▶ [SOURCE EXTRACT]:
=======
2022-03-21 23:11:15

by Marc Zyngier

[permalink] [raw]
Subject: [PATCH v2 0/3] genirq: Managed affinity fixes

John (and later on David) reported[1] a while ago that booting with
maxcpus=1, managed affinity devices would fail to get the interrupts
that were associated with offlined CPUs.

Similarly, Xiongfeng reported[2] that the GICv3 ITS would sometime use
non-housekeeping CPUs instead of the affinity that was passed down as
a parameter.

[1] can be fixed by not trying to activate these interrupts if no CPU
that can satisfy the affinity is present (a patch addressing this was
already posted[3])
=======
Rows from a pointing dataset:
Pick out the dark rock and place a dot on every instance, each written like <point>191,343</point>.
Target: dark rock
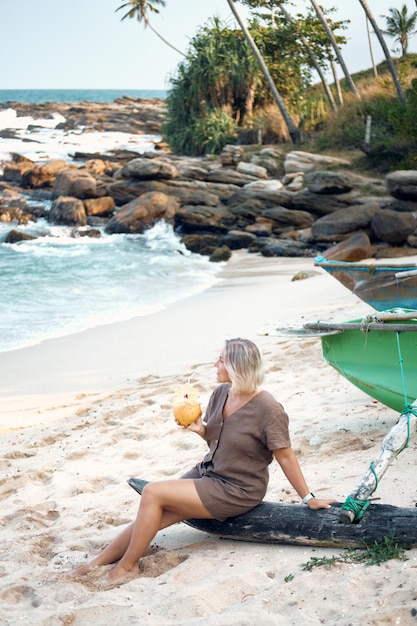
<point>142,213</point>
<point>202,244</point>
<point>237,239</point>
<point>286,248</point>
<point>67,211</point>
<point>323,182</point>
<point>149,169</point>
<point>14,236</point>
<point>337,225</point>
<point>78,183</point>
<point>284,218</point>
<point>318,204</point>
<point>220,254</point>
<point>104,206</point>
<point>392,226</point>
<point>43,175</point>
<point>355,248</point>
<point>402,184</point>
<point>203,218</point>
<point>229,177</point>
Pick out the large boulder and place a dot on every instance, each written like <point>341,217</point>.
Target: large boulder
<point>324,182</point>
<point>142,213</point>
<point>299,161</point>
<point>146,169</point>
<point>393,227</point>
<point>78,183</point>
<point>283,218</point>
<point>320,204</point>
<point>340,224</point>
<point>355,248</point>
<point>43,175</point>
<point>103,207</point>
<point>201,218</point>
<point>402,184</point>
<point>68,211</point>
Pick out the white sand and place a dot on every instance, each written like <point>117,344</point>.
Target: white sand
<point>81,414</point>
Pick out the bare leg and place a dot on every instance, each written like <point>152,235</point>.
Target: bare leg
<point>118,547</point>
<point>114,551</point>
<point>163,503</point>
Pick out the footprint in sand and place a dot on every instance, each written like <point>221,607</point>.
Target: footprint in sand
<point>23,595</point>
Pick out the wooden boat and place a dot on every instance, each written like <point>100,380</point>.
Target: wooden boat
<point>378,354</point>
<point>381,286</point>
<point>388,292</point>
<point>295,524</point>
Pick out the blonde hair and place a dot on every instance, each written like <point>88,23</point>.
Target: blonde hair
<point>243,363</point>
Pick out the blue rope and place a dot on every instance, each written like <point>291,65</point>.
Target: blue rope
<point>358,507</point>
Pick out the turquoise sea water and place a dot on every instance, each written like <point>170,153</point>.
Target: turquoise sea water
<point>57,284</point>
<point>76,95</point>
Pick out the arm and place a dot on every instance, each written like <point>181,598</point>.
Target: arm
<point>198,427</point>
<point>291,468</point>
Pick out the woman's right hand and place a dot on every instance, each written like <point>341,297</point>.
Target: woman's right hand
<point>198,427</point>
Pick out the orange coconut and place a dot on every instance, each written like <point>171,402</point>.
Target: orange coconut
<point>186,408</point>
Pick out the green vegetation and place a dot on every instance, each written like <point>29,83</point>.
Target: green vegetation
<point>393,139</point>
<point>219,95</point>
<point>371,554</point>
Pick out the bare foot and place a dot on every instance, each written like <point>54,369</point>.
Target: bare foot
<point>82,571</point>
<point>120,575</point>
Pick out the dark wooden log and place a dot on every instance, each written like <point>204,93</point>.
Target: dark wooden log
<point>295,524</point>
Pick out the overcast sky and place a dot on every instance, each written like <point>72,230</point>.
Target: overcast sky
<point>83,44</point>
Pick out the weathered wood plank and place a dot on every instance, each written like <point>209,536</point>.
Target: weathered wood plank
<point>275,522</point>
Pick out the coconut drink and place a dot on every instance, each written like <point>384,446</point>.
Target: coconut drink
<point>186,408</point>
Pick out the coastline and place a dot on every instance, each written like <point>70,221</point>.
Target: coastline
<point>92,409</point>
<point>39,381</point>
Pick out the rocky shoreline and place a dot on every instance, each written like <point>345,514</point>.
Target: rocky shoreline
<point>253,197</point>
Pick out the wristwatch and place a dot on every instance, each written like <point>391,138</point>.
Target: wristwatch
<point>308,497</point>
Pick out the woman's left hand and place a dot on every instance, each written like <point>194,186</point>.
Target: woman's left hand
<point>318,503</point>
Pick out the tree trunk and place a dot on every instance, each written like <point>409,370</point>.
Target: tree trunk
<point>332,40</point>
<point>371,49</point>
<point>384,47</point>
<point>296,524</point>
<point>292,129</point>
<point>336,81</point>
<point>313,60</point>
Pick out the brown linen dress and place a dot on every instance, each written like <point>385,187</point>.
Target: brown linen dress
<point>233,476</point>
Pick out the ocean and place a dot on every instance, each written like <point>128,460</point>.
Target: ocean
<point>59,284</point>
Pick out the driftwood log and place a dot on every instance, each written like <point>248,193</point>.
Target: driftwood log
<point>394,442</point>
<point>295,524</point>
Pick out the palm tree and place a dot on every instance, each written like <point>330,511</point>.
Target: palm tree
<point>384,47</point>
<point>332,40</point>
<point>368,30</point>
<point>140,10</point>
<point>292,128</point>
<point>313,59</point>
<point>400,25</point>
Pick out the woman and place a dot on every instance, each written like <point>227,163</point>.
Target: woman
<point>245,427</point>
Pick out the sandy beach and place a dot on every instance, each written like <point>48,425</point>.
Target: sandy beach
<point>81,414</point>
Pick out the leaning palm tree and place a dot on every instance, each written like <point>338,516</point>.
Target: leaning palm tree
<point>400,25</point>
<point>140,10</point>
<point>292,128</point>
<point>384,47</point>
<point>371,51</point>
<point>313,59</point>
<point>333,42</point>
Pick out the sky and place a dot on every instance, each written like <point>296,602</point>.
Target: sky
<point>83,44</point>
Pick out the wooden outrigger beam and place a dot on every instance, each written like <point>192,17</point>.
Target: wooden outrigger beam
<point>394,442</point>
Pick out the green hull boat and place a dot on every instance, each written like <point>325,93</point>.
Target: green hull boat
<point>379,357</point>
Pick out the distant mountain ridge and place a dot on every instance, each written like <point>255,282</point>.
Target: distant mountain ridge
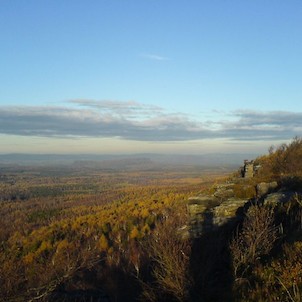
=======
▶ [WHAT IS NEEDED]: Can you print the stretch of the managed affinity patch message from "Similarly, Xiongfeng reported[2]" through "already posted[3])", word for word?

▶ [ANSWER]:
Similarly, Xiongfeng reported[2] that the GICv3 ITS would sometime use
non-housekeeping CPUs instead of the affinity that was passed down as
a parameter.

[1] can be fixed by not trying to activate these interrupts if no CPU
that can satisfy the affinity is present (a patch addressing this was
already posted[3])